• _Problem to work on_
Lay out the stretch from the start of the records through the line containing "66], [197, 69]]", both ends included, as a Markdown table with the columns Row and Line. Put a row number in Row and the line in Line, and leave out blank lines.
-- Dataset records start --
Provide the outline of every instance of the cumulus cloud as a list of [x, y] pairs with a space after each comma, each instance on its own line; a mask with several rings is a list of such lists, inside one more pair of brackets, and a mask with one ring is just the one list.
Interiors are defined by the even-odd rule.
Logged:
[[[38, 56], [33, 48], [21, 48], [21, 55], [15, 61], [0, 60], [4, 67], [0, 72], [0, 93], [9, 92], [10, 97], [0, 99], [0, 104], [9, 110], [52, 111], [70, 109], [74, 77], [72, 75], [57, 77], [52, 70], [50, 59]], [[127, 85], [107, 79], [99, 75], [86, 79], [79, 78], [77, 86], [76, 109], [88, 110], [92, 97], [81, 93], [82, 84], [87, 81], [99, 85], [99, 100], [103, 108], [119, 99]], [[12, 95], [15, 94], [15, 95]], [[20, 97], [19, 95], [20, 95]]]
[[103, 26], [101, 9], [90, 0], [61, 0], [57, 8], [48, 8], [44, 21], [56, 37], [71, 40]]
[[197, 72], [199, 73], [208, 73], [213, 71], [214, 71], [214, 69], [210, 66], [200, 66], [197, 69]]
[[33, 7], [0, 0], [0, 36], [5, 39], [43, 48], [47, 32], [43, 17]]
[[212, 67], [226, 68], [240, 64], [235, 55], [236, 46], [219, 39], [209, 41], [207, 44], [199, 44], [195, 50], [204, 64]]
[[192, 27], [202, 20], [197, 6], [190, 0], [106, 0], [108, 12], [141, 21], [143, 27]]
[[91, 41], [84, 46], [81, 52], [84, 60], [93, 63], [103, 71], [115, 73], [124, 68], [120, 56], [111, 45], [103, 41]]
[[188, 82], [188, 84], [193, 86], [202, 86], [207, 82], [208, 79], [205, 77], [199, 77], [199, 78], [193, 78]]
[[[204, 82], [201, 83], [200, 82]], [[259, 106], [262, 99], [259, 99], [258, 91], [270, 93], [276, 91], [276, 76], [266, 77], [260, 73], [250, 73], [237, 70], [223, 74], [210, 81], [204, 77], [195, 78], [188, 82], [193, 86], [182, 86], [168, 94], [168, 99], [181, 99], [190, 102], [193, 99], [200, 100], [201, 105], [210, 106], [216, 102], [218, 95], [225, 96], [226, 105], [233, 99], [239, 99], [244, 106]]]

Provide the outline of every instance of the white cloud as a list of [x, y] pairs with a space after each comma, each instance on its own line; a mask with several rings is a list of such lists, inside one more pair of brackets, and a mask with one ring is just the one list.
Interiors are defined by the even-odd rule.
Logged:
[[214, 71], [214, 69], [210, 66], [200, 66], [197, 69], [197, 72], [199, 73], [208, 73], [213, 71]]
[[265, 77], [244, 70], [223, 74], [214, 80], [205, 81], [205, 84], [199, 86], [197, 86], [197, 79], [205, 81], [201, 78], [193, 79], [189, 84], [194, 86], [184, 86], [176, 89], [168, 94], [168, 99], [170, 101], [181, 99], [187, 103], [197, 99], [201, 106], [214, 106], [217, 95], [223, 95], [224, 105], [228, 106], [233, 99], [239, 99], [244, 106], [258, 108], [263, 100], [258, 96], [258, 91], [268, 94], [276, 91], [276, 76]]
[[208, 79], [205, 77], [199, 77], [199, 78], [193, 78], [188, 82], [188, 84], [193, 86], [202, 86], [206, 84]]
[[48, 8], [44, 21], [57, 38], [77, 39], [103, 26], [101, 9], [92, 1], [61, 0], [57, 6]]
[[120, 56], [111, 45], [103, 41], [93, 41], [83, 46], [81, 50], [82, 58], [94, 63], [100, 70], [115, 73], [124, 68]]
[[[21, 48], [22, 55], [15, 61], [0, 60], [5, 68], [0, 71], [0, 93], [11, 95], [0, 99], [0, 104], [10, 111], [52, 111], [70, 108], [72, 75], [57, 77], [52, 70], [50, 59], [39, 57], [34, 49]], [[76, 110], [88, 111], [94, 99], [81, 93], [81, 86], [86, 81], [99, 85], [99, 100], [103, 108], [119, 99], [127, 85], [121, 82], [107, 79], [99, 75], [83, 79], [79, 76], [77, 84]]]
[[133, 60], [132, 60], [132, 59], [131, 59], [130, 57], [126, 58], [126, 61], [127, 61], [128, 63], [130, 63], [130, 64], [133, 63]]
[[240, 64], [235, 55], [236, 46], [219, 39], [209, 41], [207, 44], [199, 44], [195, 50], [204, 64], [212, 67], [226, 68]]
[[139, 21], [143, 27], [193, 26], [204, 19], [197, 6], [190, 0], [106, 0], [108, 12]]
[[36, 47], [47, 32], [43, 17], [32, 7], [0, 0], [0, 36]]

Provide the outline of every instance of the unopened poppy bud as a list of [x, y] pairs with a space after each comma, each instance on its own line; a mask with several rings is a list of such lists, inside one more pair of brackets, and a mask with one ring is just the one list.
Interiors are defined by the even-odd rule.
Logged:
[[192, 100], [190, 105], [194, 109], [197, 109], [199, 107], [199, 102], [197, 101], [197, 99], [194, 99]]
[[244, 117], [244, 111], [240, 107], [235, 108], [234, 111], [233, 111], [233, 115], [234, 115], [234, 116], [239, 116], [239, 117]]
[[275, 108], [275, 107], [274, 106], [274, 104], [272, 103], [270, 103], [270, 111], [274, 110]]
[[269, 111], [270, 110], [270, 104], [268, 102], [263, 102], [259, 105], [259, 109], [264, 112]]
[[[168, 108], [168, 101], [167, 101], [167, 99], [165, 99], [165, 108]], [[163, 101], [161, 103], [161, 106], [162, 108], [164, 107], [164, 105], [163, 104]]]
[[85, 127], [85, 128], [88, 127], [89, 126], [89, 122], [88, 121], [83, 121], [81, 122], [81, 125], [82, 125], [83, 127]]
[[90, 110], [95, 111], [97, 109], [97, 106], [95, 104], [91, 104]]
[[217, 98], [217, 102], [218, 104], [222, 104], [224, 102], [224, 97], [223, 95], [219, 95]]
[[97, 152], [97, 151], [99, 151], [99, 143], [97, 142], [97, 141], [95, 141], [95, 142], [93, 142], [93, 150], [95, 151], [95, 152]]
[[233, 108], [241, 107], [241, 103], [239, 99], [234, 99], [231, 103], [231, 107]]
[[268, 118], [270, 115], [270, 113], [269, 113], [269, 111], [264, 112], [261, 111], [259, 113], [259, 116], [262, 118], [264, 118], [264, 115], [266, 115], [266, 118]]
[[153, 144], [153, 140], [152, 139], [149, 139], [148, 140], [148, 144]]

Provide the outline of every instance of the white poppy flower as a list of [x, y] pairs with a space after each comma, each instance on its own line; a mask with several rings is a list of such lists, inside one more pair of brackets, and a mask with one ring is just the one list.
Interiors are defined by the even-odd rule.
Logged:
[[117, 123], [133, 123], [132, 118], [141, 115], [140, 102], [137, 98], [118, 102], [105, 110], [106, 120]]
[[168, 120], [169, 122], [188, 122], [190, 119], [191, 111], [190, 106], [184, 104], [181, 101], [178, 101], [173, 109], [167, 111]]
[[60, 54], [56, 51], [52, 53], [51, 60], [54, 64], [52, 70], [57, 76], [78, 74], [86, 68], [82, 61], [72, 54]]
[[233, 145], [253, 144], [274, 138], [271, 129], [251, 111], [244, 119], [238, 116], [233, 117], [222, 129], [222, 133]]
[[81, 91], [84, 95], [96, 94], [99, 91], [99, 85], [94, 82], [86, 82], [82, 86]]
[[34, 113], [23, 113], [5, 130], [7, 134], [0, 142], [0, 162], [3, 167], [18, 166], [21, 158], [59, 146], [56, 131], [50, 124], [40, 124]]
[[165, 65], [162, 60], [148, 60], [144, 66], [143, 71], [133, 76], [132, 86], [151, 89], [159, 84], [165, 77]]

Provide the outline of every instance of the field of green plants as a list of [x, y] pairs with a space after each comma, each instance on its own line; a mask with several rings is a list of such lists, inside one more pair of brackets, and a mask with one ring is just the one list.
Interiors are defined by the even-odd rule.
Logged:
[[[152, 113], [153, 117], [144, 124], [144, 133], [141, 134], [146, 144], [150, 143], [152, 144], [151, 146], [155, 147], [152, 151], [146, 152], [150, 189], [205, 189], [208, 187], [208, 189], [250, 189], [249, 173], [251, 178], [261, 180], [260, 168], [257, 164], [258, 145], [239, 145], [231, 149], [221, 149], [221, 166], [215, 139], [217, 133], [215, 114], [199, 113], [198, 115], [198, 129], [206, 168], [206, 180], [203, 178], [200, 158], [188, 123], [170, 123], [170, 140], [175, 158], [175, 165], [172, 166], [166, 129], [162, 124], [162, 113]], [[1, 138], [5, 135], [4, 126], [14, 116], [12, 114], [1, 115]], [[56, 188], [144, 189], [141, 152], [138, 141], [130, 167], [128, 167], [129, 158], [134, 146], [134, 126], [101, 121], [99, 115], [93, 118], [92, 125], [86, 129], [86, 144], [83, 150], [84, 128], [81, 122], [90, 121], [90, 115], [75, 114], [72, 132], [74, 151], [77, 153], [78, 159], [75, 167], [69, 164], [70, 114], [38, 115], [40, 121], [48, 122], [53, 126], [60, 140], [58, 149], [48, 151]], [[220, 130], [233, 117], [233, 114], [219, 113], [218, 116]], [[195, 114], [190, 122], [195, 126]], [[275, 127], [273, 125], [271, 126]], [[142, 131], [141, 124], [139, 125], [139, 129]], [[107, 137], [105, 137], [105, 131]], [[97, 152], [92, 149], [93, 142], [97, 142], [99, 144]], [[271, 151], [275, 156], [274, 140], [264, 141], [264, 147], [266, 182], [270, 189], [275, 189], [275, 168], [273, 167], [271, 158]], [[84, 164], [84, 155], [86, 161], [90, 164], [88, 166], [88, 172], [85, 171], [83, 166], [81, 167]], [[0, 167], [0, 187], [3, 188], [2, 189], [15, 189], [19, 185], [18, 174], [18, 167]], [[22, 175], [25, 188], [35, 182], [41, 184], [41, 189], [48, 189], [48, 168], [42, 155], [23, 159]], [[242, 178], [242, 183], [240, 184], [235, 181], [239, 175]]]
-- Dataset records end --
• _Solution for this exercise_
| Row | Line |
|---|---|
| 1 | Provide the outline of every instance of the cumulus cloud as a list of [x, y] pairs with a space after each comma, each instance on its own line; a mask with several rings is a list of such lists, inside one more pair of brackets, and a mask with one ring is just the one list. |
| 2 | Interiors are defined by the even-odd rule. |
| 3 | Logged: |
| 4 | [[[38, 56], [33, 48], [21, 48], [21, 55], [15, 61], [0, 60], [4, 67], [0, 72], [0, 93], [9, 92], [10, 97], [0, 99], [0, 104], [9, 110], [52, 111], [70, 109], [74, 77], [72, 75], [57, 77], [52, 70], [50, 59]], [[127, 85], [107, 79], [99, 75], [86, 79], [79, 78], [77, 86], [76, 109], [88, 110], [92, 97], [81, 93], [82, 84], [87, 81], [99, 85], [99, 100], [103, 108], [119, 99]], [[12, 95], [15, 94], [15, 95]], [[20, 97], [19, 95], [20, 95]]] |
| 5 | [[103, 26], [101, 9], [90, 0], [61, 0], [57, 8], [48, 8], [44, 21], [56, 37], [71, 40]] |
| 6 | [[197, 72], [199, 73], [208, 73], [213, 71], [214, 71], [214, 69], [210, 66], [200, 66], [197, 69]] |